*The tasks*
1. What statements does the example script in the mailing list post on AtEOXact_ApplyLauncher() and subtransactions run, in order? Leave out the comment lines.
2. In the mailing list post on AtEOXact_ApplyLauncher() and subtransactions, why does the commit stop the table sync even though the ALTER SUBSCRIPTION was rolled back to the savepoint? Answer in one to three sentences.
3. Can you continue the mailing list post on AtEOXact_ApplyLauncher() and subtransactions from the point where it stops?

*Source extract*

--------------------------------------------------

AtEOXact_ApplyLauncher() and subtransactions - Mailing list pgsql-hackers

From Amit Khandekar
Subject AtEOXact_ApplyLauncher() and subtransactions
Date
Msg-id CAJ3gD9eaG_mWqiOTA2LfAug-VRNn1hrhf50Xi1YroxL37QkZNg@mail.gmail.com
Whole thread Raw
Responses Re: AtEOXact_ApplyLauncher() and subtransactions
Re: AtEOXact_ApplyLauncher() and subtransactions
List pgsql-hackers
Hi,

When a SUBSCRIPTION is altered, then the currently running
table-synchronization workers that are no longer needed for the
altered subscription, are terminated. This is done by the function
AtEOXact_ApplyLauncher() inside CommitTransaction(). So during each
ALTER-SUBSCRIPTION command, the on_commit_stop_workers list is
appended with new set of workers to be stopped. And then at commit,
AtEOXact_ApplyLauncher() stops the workers in the list.

But there is no handling for sub-transaction abort. Consider this :

-- On secondary, create a subscription that will initiate the table sync
CREATE SUBSCRIPTION mysub CONNECTION
'dbname=postgres host=localhost user=rep password=Password port=5432'
PUBLICATION mypub;

-- While the sync is going on, change the publication of the
-- subscription in a subtransaction, so that it adds up the synchronization
-- workers for the earlier publication into the 'on_commit_stop_workers' list
select pg_sleep(1);
begin;
savepoint a;
ALTER SUBSCRIPTION mysub SET PUBLICATION mypub_2;
rollback to a;
-- Commit will stop the above sync.

--------------------------------------------------

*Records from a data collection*
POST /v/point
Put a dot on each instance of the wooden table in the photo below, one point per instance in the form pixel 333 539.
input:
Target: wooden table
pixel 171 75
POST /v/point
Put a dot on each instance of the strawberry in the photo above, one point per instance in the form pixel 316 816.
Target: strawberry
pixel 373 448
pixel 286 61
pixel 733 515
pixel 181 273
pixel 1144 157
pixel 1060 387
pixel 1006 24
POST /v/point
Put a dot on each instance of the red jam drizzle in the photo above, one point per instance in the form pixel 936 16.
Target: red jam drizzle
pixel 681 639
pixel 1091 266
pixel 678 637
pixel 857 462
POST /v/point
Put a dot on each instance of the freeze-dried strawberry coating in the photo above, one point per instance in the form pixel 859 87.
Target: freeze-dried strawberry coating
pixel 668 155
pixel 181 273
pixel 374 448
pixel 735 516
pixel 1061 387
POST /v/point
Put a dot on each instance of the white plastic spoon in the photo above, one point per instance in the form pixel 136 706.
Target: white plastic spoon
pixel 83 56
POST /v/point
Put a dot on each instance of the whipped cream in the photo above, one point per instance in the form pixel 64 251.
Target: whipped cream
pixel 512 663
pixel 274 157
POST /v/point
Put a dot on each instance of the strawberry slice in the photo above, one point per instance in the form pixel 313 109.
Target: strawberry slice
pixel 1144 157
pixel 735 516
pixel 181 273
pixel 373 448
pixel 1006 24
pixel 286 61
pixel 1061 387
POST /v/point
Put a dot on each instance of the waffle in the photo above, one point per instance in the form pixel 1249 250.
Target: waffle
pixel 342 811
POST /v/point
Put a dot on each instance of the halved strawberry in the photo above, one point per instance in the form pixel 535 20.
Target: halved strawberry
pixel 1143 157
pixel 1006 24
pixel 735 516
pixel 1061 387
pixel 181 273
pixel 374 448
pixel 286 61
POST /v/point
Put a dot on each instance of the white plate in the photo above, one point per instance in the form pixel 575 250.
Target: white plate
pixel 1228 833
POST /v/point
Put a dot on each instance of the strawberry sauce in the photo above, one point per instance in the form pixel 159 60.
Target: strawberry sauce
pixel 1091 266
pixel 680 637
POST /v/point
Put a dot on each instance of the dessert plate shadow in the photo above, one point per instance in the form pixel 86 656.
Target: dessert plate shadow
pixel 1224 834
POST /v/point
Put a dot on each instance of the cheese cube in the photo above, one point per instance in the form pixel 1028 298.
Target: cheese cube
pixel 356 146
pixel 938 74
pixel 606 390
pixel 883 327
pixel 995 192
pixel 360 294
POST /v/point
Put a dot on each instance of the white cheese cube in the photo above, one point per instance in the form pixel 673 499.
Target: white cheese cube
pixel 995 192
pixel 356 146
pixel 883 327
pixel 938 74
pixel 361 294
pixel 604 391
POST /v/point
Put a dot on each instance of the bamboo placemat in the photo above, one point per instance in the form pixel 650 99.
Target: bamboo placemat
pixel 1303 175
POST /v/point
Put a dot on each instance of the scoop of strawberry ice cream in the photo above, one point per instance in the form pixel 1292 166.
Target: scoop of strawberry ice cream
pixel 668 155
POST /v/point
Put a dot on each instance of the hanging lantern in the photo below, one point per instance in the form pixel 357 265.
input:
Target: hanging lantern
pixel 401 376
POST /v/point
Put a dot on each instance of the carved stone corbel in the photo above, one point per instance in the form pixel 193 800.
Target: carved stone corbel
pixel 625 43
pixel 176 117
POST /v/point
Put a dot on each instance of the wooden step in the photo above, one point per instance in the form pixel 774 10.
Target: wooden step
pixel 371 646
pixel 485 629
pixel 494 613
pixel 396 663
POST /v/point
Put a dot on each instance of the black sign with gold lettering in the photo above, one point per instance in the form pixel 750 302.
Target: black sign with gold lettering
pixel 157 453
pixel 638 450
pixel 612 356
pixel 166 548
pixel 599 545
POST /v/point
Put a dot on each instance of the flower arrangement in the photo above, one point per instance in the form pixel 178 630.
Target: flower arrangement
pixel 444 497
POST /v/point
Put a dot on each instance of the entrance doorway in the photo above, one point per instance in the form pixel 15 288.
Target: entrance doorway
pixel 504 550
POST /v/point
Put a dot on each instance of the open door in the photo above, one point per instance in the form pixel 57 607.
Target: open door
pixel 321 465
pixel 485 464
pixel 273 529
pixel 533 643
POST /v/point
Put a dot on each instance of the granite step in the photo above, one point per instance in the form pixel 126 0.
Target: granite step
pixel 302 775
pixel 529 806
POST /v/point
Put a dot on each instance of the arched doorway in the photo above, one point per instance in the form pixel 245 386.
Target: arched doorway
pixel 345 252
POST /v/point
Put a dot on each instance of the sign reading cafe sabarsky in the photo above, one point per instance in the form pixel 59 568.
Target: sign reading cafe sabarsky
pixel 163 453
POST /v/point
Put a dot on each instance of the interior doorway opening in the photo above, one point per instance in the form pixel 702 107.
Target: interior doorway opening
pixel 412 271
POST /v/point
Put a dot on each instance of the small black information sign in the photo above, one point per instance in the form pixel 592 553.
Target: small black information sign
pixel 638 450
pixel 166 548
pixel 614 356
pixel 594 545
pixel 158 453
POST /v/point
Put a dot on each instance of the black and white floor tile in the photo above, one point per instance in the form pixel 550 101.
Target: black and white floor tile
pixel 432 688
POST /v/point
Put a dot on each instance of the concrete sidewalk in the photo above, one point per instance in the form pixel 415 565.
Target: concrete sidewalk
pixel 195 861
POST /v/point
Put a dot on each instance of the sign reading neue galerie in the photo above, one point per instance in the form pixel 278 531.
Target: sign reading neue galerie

--------------------------------------------------

*Answers to the problems*
1.
1. CREATE SUBSCRIPTION mysub CONNECTION 'dbname=postgres host=localhost user=rep password=Password port=5432' PUBLICATION mypub;
2. select pg_sleep(1);
3. begin;
4. savepoint a;
5. ALTER SUBSCRIPTION mysub SET PUBLICATION mypub_2;
6. rollback to a;

2. The ALTER SUBSCRIPTION command appends the synchronization workers for the earlier publication to the on_commit_stop_workers list. There is no handling for sub-transaction abort, so "rollback to a" leaves them in the list. At commit, AtEOXact_ApplyLauncher() stops every worker in that list.

3.
commit;

So the ALTER-SUBSCRIPTION has been rolled back. But the
on_commit_stop_workers is not reverted back to its earlier state. And
then at commit, the workers will be killed unnecessarily. I have
observed that when the workers are killed, they are restarted. But
consider the case where the original subscription was synchronizing
hundreds of tables. And just when it is about to finish, someone
changes the subscription inside a subtransaction and rolls it back,
and then commits the transaction. The whole synchronization gets
re-started from scratch.

Below log snippets show this behaviour :

< CREATE-SUBSCRIPTION command spawns workers >
2018-06-05 15:04:07.841 IST [39951] LOG:  logical replication apply
worker for subscription "mysub" has started
2018-06-05 15:04:07.848 IST [39953] LOG:  logical replication table
synchronization worker for subscription "mysub", table "article" has
started

< After some time, ALTER-SUBSCRIPTION rollbacks inside subtransaction,
and commits transaction. Workers are killed >
2018-06-05 15:04:32.903 IST [39953] FATAL:  terminating logical
replication worker due to administrator command
2018-06-05 15:04:32.903 IST [39953] CONTEXT:  COPY article, line 37116293
2018-06-05 15:04:32.904 IST [39666] LOG:  background worker "logical
replication worker" (PID 39953) exited with exit code 1

< Workers are restarted >
2018-06-05 15:04:32.909 IST [40003] LOG:  logical replication table
synchronization worker for subscription "mysub", table "article" has
started
< Synchronization done after some time >
2018-06-05 15:05:10.042 IST [40003] LOG:  logical replication table
synchronization worker for subscription "mysub", table "article" has
finished

-----------

To reproduce the issue :
1. On master server, create the tables and publications using attached
setup_master.sql.
2. On secondary server, run the attached run_on_secondary.sql. This
will reproduce the issue as can be seen from the log output.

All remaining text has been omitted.